_所给文段_:
• • •
读者可能会比较好奇Thread.interrupted这个方法是做什么用的。

public static boolean interrupted() {  
    return currentThread().isInterrupted(true);  
}

这个是用来判断当前线程是否被打断过,并清除打断标记(若是被打断过则会返回true,并将打断标记设置为false),所以调用lock方法时,通过interrupt也是会打断睡眠的线程的,只是Doug Lea做了一个假象,让用户无感知。

但有些场景又需要知道该线程是否被打断过,所以acquireQueued最终会返回interrupted打断标记,如果是被打断过,则返回的true,并在acquire方法中调用selfInterrupt再次打断当前线程(将打断标记设置为true)。

解锁过程

    public void unlock() {
        sync.release(1);
    }
    public final boolean release(int arg) {
        if (tryRelease(arg)) {
            Node h = head;
            if (h != null && h.waitStatus != 0)
                unparkSuccessor(h);
            return true;
        }
        return false;
    }
    protected final boolean tryRelease(int releases) {
            int c = getState() - releases;
            if (Thread.currentThread() != getExclusiveOwnerThread())
                throw new IllegalMonitorStateException();
            boolean free = false;
            if (c == 0) {
                free = true;
                setExclusiveOwnerThread(null);
            }
            setState(c);
            return free;
    }
    private void unparkSuccessor(Node node) {
        /*
         * If status is negative (i.e., possibly needing signal) try
         * to clear in anticipation of signalling.  It is OK if this
         * fails or if status is changed by waiting thread.
• • •
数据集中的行
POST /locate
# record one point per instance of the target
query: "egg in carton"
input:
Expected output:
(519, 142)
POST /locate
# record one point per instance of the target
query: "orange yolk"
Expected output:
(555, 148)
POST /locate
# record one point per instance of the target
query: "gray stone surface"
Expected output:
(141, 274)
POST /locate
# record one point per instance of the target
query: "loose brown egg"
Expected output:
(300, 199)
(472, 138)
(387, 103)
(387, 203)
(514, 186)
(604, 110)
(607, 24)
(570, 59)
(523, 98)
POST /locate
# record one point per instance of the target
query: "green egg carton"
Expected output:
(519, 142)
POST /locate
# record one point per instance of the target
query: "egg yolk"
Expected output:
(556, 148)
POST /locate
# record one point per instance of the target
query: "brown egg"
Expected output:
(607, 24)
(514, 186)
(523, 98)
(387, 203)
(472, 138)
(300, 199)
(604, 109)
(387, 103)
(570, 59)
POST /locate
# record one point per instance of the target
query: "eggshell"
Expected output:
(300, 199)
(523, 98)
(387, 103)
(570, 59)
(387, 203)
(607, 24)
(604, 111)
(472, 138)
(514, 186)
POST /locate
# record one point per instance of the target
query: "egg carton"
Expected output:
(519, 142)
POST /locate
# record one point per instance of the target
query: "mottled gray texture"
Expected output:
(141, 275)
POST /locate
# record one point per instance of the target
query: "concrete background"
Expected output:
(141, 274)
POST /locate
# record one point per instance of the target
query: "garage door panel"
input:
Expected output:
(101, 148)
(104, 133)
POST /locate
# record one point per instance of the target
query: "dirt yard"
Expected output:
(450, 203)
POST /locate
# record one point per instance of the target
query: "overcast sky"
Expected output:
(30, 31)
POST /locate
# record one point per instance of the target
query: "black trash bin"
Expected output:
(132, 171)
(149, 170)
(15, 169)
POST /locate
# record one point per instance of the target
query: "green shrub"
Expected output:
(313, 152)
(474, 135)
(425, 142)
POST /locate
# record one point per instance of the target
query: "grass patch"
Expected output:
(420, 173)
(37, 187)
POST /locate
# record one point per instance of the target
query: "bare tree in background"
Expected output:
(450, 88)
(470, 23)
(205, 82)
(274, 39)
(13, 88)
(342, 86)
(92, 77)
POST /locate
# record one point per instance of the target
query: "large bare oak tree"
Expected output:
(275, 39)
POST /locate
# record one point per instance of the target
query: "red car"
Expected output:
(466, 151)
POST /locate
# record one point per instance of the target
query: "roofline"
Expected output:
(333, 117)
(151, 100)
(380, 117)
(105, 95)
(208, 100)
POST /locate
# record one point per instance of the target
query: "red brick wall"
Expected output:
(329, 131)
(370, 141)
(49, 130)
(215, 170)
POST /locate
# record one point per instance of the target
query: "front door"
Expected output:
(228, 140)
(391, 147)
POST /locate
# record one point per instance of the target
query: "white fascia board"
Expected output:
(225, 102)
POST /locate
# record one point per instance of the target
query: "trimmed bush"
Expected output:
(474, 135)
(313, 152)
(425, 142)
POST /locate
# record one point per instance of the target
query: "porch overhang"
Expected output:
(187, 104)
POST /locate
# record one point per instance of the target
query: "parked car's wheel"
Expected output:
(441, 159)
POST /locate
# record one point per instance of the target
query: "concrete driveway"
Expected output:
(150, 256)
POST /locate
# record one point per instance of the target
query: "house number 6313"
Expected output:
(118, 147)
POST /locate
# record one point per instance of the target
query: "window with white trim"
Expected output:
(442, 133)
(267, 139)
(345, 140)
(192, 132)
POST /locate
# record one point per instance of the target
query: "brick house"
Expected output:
• • •
_必做任务 1_:
请根据文段回答下列问题:
(a) Thread.interrupted方法在判断当前线程是否被打断过之外,还会对打断标记做什么?
(b) 如果线程被打断过,acquire方法会调用哪个方法再次打断当前线程?
(c) 在tryRelease中,当前线程不是独占锁的持有线程时会抛出什么异常?
_必做任务 2_: 请用两句话概括文段的内容。
_必做任务 3_: 请从文段中摘录从“public static boolean”到“做了一个假象,让用户无感知。”的原文。
请只依据文段作答。

_完整答案 1_:
(a) 它会清除打断标记:若线程被打断过,则返回true,并将打断标记设置为false。
(b) selfInterrupt。
(c) IllegalMonitorStateException。

_完整答案 2_: Thread.interrupted会判断当前线程是否被打断过并清除打断标记,因此调用lock时被打断对用户无感知;acquireQueued会返回打断标记,若线程被打断过,则由acquire调用selfInterrupt再次打断当前线程。解锁时,unlock调用sync.release(1),release在tryRelease成功后,若头节点不为空且其waitStatus不为0,就调用unparkSuccessor。

_完整答案 3_:
public static boolean interrupted() {  
    return currentThread().isInterrupted(true);  
}

这个是用来判断当前线程是否被打断过,并清除打断标记(若是被打断过则会返回true,并将打断标记设置为false),所以调用lock方法时,通过interrupt也是会打断睡眠的线程的,只是Doug Lea做了一个假象,让用户无感知。